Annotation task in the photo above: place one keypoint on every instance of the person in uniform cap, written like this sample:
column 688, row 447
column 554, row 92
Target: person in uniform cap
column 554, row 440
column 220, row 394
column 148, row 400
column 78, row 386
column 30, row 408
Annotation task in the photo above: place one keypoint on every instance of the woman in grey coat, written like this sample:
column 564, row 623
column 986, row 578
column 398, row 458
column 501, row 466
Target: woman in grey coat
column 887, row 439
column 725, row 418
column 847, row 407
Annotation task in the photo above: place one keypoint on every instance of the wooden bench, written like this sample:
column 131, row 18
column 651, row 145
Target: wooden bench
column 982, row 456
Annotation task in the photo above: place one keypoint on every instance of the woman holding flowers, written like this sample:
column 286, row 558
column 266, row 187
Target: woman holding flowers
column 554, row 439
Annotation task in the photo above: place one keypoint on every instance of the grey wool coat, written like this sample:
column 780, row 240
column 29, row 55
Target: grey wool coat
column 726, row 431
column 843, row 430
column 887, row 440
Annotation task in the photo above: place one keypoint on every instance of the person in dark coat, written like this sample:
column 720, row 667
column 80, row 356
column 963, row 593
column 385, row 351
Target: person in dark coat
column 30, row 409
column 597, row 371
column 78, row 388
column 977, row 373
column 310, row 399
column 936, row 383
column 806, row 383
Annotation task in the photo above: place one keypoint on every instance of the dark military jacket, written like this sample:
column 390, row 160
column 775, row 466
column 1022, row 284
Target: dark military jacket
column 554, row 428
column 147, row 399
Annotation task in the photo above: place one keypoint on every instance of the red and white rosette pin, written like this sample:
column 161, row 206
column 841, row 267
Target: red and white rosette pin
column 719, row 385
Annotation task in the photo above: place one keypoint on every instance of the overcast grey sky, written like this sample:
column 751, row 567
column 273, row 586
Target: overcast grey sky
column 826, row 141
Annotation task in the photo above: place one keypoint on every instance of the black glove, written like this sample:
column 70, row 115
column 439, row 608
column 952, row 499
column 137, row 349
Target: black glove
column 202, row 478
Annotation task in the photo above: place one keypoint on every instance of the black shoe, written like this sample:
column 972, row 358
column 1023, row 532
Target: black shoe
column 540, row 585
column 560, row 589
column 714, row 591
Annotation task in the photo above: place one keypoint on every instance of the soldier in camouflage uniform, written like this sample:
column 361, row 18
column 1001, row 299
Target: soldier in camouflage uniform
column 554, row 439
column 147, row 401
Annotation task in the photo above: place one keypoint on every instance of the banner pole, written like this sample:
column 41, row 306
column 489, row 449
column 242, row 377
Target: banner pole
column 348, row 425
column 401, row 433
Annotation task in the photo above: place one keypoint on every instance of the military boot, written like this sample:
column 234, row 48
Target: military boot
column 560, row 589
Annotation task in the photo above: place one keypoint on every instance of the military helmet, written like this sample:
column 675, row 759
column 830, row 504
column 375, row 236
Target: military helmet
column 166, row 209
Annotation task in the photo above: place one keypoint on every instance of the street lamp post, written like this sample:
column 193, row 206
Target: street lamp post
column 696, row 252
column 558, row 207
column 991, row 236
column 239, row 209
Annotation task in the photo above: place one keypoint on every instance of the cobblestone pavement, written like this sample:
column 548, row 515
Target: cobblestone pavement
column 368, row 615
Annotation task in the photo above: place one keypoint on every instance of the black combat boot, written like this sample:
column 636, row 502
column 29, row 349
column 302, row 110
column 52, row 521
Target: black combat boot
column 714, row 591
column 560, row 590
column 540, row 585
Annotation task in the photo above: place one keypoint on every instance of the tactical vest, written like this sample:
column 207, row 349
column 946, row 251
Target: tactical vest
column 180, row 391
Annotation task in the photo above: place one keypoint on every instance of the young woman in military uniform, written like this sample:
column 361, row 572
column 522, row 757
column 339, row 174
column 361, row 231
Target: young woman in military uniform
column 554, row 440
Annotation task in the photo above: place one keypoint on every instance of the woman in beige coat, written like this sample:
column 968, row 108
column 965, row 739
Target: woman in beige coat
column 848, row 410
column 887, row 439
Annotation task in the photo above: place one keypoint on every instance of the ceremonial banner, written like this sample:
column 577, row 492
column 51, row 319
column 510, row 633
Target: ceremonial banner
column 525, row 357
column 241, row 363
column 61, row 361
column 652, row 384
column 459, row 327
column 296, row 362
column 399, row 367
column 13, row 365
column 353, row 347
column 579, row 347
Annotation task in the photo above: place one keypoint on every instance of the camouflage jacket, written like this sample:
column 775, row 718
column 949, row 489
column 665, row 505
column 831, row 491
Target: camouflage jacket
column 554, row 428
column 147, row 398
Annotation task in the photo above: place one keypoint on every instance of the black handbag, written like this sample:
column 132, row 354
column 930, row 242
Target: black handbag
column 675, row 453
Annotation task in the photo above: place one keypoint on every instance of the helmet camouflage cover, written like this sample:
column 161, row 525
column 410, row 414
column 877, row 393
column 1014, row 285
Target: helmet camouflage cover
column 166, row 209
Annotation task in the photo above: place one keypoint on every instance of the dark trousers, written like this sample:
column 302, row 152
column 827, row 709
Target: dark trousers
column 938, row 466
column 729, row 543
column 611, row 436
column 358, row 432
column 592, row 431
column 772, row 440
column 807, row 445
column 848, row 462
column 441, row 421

========================================

▶ [Task statement]: Copy every item above word for word, keeping each line exactly as it appears.

▶ [Exercise answer]:
Annotation task in the photo above: place one keypoint on every instance of the person in uniform cap, written like this sample:
column 688, row 447
column 554, row 92
Target: person in uniform cap
column 554, row 440
column 220, row 394
column 148, row 400
column 78, row 386
column 30, row 408
Annotation task in the photo above: place one keypoint on every instance of the woman in grey coat, written like this sample:
column 564, row 623
column 986, row 578
column 398, row 458
column 501, row 466
Target: woman in grey coat
column 887, row 439
column 725, row 418
column 847, row 407
Annotation task in the photo above: place one keypoint on every instance of the wooden bench, written like this sample:
column 131, row 18
column 651, row 145
Target: wooden bench
column 982, row 456
Annotation task in the photo above: place one keypoint on every instance of the woman holding flowers, written like this sample:
column 286, row 558
column 266, row 187
Target: woman holding flowers
column 554, row 439
Annotation task in the photo above: place one keypoint on every instance of the grey wool coat, written like this sample:
column 780, row 240
column 29, row 55
Target: grey wool coat
column 726, row 431
column 843, row 430
column 887, row 440
Annotation task in the photo above: place one keypoint on every instance of the person in dark coat, written like this sample:
column 720, row 667
column 80, row 356
column 963, row 593
column 385, row 351
Target: person in dark coat
column 30, row 409
column 597, row 371
column 78, row 388
column 977, row 373
column 310, row 399
column 936, row 383
column 806, row 383
Annotation task in the photo above: place one keypoint on every instance of the dark military jacket, written like this sample:
column 390, row 160
column 775, row 466
column 1022, row 284
Target: dark military jacket
column 554, row 428
column 147, row 399
Annotation task in the photo above: place one keypoint on every instance of the red and white rosette pin, written like this sample:
column 161, row 206
column 841, row 267
Target: red and white rosette pin
column 719, row 385
Annotation task in the photo above: place one keypoint on every instance of the overcast grey sky, written like this sample:
column 751, row 567
column 273, row 586
Target: overcast grey sky
column 826, row 141
Annotation task in the photo above: place one keypoint on every instance of the black glove, written like this sample:
column 70, row 115
column 439, row 608
column 952, row 499
column 137, row 349
Target: black glove
column 202, row 478
Annotation task in the photo above: place one keypoint on every instance of the black shoe, written like this sample:
column 972, row 358
column 1023, row 532
Target: black shoe
column 540, row 585
column 560, row 589
column 714, row 591
Annotation task in the photo above: place one keypoint on every instance of the soldier in camouflage uniform, written like this sample:
column 361, row 18
column 1001, row 299
Target: soldier in camouflage uniform
column 554, row 439
column 147, row 401
Annotation task in the photo above: place one keypoint on every instance of the banner pole, written like this sample:
column 41, row 306
column 489, row 449
column 242, row 377
Target: banner pole
column 348, row 425
column 401, row 433
Annotation task in the photo above: place one keypoint on every instance of the military boot, written like this sample:
column 234, row 48
Target: military boot
column 560, row 589
Annotation task in the photo above: place one keypoint on every instance of the military helmet, written like this sample:
column 675, row 759
column 830, row 504
column 375, row 236
Target: military helmet
column 166, row 209
Annotation task in the photo above: place one keypoint on every instance of the street lamp post, written like this sample:
column 193, row 206
Target: street lamp post
column 696, row 252
column 558, row 207
column 991, row 236
column 239, row 209
Annotation task in the photo above: place one keypoint on every instance of the cobblestone pavement, written like this sample:
column 548, row 515
Target: cobblestone pavement
column 368, row 615
Annotation task in the photo above: place one keypoint on every instance of the black combat boot, written like this sample:
column 636, row 502
column 29, row 349
column 302, row 110
column 52, row 521
Target: black combat boot
column 714, row 591
column 560, row 590
column 540, row 585
Annotation task in the photo above: place one keypoint on every instance of the tactical vest, written like this sample:
column 207, row 349
column 946, row 251
Target: tactical vest
column 180, row 391
Annotation task in the photo above: place one keypoint on every instance of the young woman in military uniform, written like this sample:
column 361, row 572
column 522, row 757
column 339, row 174
column 361, row 231
Target: young woman in military uniform
column 554, row 440
Annotation task in the photo above: place one keypoint on every instance of the woman in beige coat, written like this sample:
column 968, row 108
column 965, row 739
Target: woman in beige coat
column 848, row 410
column 887, row 439
Annotation task in the photo above: place one keypoint on every instance of the ceremonial banner, written like this sample:
column 577, row 492
column 51, row 319
column 510, row 633
Target: ceremonial banner
column 525, row 357
column 241, row 363
column 61, row 361
column 652, row 384
column 459, row 327
column 296, row 362
column 399, row 367
column 13, row 365
column 353, row 347
column 579, row 347
Annotation task in the photo above: place one keypoint on every instance of the camouflage jacket, written like this sample:
column 775, row 718
column 949, row 489
column 665, row 505
column 831, row 491
Target: camouflage jacket
column 554, row 428
column 147, row 398
Annotation task in the photo above: place one keypoint on every instance of the black handbag, written like this sample:
column 132, row 354
column 930, row 242
Target: black handbag
column 675, row 453
Annotation task in the photo above: place one keypoint on every instance of the helmet camouflage cover, written like this sample:
column 161, row 525
column 410, row 414
column 877, row 393
column 1014, row 285
Target: helmet camouflage cover
column 166, row 209
Annotation task in the photo above: place one keypoint on every instance of the dark trousers, written like this sample:
column 302, row 152
column 827, row 709
Target: dark trousers
column 938, row 466
column 729, row 543
column 611, row 436
column 358, row 432
column 592, row 431
column 772, row 440
column 807, row 445
column 848, row 462
column 441, row 421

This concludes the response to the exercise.